[Stored items]
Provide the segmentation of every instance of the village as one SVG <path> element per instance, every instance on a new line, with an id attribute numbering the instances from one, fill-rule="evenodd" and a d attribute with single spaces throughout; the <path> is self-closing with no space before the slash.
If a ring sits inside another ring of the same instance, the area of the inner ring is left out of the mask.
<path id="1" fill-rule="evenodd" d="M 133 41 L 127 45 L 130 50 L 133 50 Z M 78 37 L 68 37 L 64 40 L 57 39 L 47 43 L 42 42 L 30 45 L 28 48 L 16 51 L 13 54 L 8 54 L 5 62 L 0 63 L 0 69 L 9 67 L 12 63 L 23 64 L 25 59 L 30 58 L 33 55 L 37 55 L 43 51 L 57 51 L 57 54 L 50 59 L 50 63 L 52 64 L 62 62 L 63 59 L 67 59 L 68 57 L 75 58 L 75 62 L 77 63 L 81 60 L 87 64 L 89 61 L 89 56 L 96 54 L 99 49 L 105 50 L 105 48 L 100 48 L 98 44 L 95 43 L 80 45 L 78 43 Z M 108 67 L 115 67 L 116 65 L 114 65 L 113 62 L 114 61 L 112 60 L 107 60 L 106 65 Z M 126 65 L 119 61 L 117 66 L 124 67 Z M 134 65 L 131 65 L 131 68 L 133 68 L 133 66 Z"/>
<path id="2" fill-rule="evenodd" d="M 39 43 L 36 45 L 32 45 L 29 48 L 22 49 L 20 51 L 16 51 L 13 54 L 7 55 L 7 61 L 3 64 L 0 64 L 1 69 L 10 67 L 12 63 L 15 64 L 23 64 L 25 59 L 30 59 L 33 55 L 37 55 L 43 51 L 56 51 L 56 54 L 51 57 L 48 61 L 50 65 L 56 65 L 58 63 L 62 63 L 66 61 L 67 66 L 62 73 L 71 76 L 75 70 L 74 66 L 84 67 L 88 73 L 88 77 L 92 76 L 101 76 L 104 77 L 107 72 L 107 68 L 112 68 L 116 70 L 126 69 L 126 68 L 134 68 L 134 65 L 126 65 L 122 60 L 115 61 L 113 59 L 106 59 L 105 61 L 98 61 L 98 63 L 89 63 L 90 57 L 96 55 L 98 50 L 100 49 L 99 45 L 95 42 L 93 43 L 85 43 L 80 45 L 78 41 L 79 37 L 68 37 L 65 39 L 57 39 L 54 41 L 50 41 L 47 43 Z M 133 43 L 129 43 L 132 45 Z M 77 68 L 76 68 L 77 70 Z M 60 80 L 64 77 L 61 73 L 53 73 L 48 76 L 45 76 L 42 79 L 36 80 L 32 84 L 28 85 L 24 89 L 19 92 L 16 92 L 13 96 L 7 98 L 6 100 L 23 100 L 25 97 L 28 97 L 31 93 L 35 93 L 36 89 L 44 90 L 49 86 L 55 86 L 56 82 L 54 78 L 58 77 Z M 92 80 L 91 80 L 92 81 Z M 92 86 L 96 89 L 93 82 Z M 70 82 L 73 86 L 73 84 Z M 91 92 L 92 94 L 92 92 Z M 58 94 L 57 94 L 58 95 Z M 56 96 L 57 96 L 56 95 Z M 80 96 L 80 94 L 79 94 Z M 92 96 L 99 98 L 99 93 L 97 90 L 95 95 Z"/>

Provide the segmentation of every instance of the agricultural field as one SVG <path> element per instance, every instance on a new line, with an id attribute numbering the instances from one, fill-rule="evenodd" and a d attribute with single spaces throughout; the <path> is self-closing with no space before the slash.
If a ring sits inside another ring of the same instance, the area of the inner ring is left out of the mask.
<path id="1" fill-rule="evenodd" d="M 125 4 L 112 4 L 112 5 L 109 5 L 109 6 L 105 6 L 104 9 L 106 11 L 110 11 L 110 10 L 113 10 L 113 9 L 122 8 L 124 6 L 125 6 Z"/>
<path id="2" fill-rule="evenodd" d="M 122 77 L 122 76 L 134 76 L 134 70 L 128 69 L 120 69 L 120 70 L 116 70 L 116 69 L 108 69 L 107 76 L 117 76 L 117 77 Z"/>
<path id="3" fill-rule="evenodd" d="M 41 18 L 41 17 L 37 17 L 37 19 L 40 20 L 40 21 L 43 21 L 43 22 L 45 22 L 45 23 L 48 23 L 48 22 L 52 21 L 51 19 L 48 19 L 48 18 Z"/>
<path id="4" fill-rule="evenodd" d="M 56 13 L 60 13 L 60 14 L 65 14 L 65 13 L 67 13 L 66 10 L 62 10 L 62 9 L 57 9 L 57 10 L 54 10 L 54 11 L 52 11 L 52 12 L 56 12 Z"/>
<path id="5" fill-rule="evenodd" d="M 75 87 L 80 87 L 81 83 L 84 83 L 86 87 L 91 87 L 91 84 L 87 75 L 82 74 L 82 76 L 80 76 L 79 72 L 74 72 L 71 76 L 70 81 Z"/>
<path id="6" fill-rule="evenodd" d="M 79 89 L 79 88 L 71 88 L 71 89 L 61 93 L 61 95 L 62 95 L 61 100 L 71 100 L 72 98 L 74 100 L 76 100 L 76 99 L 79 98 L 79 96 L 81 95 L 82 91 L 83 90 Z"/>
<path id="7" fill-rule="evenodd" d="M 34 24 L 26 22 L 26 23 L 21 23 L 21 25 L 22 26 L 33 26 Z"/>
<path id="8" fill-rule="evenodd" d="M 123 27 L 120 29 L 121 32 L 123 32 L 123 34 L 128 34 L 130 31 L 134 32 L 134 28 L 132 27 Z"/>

REQUIREMENT :: Quote, word for word, every line starting at the one that contains "Provide the segmentation of every instance of the agricultural" and ending with the final line of the entries.

EXERCISE ANSWER ::
Provide the segmentation of every instance of the agricultural field as one SVG <path> element per instance, every instance on a new line, with an id attribute numbering the instances from one, fill-rule="evenodd" and a d attribute with single spaces throughout; the <path> is self-closing with no space before the slash.
If a ring sits inside another ring of the same instance, the area of the inner ring is left out of the mask.
<path id="1" fill-rule="evenodd" d="M 125 4 L 112 4 L 112 5 L 109 5 L 109 6 L 105 6 L 104 9 L 106 11 L 110 11 L 110 10 L 113 10 L 113 9 L 122 8 L 124 6 L 125 6 Z"/>
<path id="2" fill-rule="evenodd" d="M 122 77 L 122 76 L 134 76 L 134 70 L 128 69 L 120 69 L 120 70 L 116 70 L 116 69 L 108 69 L 107 76 L 117 76 L 117 77 Z"/>
<path id="3" fill-rule="evenodd" d="M 41 18 L 41 17 L 37 17 L 37 19 L 40 20 L 40 21 L 43 21 L 43 22 L 45 22 L 45 23 L 48 23 L 48 22 L 52 21 L 51 19 L 48 19 L 48 18 Z"/>
<path id="4" fill-rule="evenodd" d="M 56 13 L 60 13 L 60 14 L 65 14 L 65 13 L 67 13 L 66 10 L 62 10 L 62 9 L 57 9 L 57 10 L 54 10 L 54 11 L 52 11 L 52 12 L 56 12 Z"/>
<path id="5" fill-rule="evenodd" d="M 75 87 L 80 87 L 81 83 L 84 83 L 86 87 L 91 87 L 91 84 L 87 75 L 82 74 L 82 76 L 80 76 L 79 72 L 74 72 L 71 76 L 70 81 Z"/>
<path id="6" fill-rule="evenodd" d="M 79 89 L 79 88 L 71 88 L 71 89 L 61 93 L 61 95 L 62 95 L 61 100 L 71 100 L 72 98 L 74 100 L 76 100 L 76 99 L 79 98 L 79 96 L 81 95 L 82 91 L 83 90 Z"/>
<path id="7" fill-rule="evenodd" d="M 34 24 L 26 22 L 26 23 L 21 23 L 21 25 L 22 26 L 33 26 Z"/>
<path id="8" fill-rule="evenodd" d="M 123 27 L 120 29 L 121 32 L 123 32 L 123 34 L 128 34 L 130 31 L 134 32 L 134 28 L 132 27 Z"/>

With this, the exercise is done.